- _課題と練習_
**A.** 本文を読み、次の問いに答えなさい。
(i) 關谷武司教授の専門として挙げられているのは何か。
(ii) 学生と卒業生たちは何冊の本を出版するか。
(iii) 出版はいつごろの予定か。
**B.** 本文のうち、「国際学部の学生、卒業生が学びの過程をたどった本を2冊出版」で始まり「から4月中旬ごろの予定です。」まで続く部分を、一字も変えずに書き写しなさい。

- _原文_
- - - - - - -

2021.03.13.
国際学部の学生、卒業生が学びの過程をたどった本を2冊出版

『私たちが勉強する意味』『私たちはこう生きる』~關谷武司教授のゼミ

 「大学生活における自分たちの気づきや葛藤、決意を社会に発信したい」。開発途上国における教育開発などを専門とする国際学部の關谷武司教授のゼミで学ぶ学生と卒業生たちが、『私たちが勉強する意味 -最高に楽しかったブラックゼミ-』『私たちはこう生きる』の2冊の本を出版します。留学経験なども交え、「学ぶ意味」を徹底的に問い直した学生たちが、今後の人生における生き方や在り方を考え、そしてそこに至るまでの成長のストーリーや思いをまとめています。出版は3月末から4月中旬ごろの予定です。

- - - - - - -

データセット抜粋
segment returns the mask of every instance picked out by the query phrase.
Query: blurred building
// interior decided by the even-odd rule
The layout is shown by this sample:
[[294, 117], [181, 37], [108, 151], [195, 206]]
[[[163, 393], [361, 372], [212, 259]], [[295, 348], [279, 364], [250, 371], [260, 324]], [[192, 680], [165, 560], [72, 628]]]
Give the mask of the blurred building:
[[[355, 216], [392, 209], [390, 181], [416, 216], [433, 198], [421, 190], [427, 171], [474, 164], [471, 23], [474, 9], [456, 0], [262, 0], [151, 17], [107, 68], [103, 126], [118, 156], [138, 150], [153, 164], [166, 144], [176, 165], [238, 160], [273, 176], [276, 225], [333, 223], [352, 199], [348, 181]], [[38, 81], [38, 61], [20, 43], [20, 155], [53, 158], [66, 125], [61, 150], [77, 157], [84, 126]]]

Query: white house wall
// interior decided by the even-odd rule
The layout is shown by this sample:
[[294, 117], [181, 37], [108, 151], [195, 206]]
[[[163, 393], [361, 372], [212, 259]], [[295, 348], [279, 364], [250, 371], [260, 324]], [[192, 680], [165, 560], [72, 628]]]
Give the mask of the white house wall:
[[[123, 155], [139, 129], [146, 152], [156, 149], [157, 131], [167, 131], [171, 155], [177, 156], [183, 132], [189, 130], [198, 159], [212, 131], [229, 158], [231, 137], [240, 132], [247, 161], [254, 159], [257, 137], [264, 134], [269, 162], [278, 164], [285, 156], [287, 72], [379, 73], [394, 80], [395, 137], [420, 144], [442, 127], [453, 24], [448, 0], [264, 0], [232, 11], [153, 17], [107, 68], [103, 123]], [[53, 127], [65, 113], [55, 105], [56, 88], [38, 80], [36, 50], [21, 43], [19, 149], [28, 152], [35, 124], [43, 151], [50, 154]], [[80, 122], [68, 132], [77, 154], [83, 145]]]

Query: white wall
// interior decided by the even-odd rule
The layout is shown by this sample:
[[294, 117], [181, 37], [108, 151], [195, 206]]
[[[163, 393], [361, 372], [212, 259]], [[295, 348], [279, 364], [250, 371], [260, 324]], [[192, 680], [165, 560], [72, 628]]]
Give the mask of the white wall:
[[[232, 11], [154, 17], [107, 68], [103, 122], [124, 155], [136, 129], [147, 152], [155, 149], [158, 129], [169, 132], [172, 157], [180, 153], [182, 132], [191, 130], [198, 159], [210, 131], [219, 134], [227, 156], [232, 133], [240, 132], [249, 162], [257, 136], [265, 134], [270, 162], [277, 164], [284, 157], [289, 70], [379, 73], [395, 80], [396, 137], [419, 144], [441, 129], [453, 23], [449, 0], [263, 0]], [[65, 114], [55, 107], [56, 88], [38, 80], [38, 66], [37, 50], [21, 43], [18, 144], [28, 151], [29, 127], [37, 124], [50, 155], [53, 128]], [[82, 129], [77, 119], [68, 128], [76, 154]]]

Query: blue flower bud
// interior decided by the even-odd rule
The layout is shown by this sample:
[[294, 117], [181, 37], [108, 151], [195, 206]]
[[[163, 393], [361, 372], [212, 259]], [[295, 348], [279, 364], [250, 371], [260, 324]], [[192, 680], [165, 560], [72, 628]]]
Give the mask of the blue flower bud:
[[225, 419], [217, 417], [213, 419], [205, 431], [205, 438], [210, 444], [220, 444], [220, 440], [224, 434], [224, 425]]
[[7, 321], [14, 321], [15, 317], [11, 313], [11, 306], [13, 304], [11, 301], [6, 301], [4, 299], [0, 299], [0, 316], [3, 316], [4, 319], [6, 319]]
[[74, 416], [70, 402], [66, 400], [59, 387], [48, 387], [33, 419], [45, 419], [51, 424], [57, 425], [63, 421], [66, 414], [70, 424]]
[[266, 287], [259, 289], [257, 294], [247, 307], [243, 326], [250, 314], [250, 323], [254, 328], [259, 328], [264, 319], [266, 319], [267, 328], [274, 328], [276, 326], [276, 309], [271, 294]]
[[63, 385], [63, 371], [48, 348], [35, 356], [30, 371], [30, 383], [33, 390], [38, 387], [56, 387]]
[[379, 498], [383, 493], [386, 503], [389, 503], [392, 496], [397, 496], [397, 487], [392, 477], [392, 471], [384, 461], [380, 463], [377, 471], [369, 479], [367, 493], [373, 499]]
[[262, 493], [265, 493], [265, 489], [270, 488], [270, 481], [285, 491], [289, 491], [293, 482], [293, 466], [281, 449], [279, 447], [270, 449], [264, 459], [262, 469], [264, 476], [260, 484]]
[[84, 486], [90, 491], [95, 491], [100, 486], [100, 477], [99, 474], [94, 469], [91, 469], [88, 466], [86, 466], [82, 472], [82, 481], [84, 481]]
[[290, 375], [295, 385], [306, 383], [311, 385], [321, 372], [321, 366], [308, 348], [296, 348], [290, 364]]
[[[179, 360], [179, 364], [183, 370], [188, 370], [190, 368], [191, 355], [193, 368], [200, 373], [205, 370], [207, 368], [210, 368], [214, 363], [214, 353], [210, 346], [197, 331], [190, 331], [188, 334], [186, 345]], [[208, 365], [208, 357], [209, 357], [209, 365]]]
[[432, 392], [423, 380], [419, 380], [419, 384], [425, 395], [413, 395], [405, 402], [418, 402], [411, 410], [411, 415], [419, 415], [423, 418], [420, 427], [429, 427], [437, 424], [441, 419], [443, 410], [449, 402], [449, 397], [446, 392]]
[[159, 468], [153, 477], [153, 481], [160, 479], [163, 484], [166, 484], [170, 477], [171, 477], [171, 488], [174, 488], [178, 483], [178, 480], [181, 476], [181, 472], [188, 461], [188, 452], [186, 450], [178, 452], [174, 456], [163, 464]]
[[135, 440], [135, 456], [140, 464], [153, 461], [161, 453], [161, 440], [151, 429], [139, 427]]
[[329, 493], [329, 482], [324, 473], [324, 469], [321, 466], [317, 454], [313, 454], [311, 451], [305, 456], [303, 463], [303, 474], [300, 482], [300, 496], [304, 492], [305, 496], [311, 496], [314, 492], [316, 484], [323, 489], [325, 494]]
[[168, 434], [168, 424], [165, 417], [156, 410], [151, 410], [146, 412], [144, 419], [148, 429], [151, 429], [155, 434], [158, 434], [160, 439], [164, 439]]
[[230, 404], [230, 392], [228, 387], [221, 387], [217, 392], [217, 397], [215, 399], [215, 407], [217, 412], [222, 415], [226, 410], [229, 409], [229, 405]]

- - - - - - -

- _各課題の解答_
**A.**
(i) 開発途上国における教育開発など
(ii) 2冊
(iii) 3月末から4月中旬ごろ

**B.**
国際学部の学生、卒業生が学びの過程をたどった本を2冊出版

『私たちが勉強する意味』『私たちはこう生きる』~關谷武司教授のゼミ

 「大学生活における自分たちの気づきや葛藤、決意を社会に発信したい」。開発途上国における教育開発などを専門とする国際学部の關谷武司教授のゼミで学ぶ学生と卒業生たちが、『私たちが勉強する意味 -最高に楽しかったブラックゼミ-』『私たちはこう生きる』の2冊の本を出版します。留学経験なども交え、「学ぶ意味」を徹底的に問い直した学生たちが、今後の人生における生き方や在り方を考え、そしてそこに至るまでの成長のストーリーや思いをまとめています。出版は3月末から4月中旬ごろの予定です。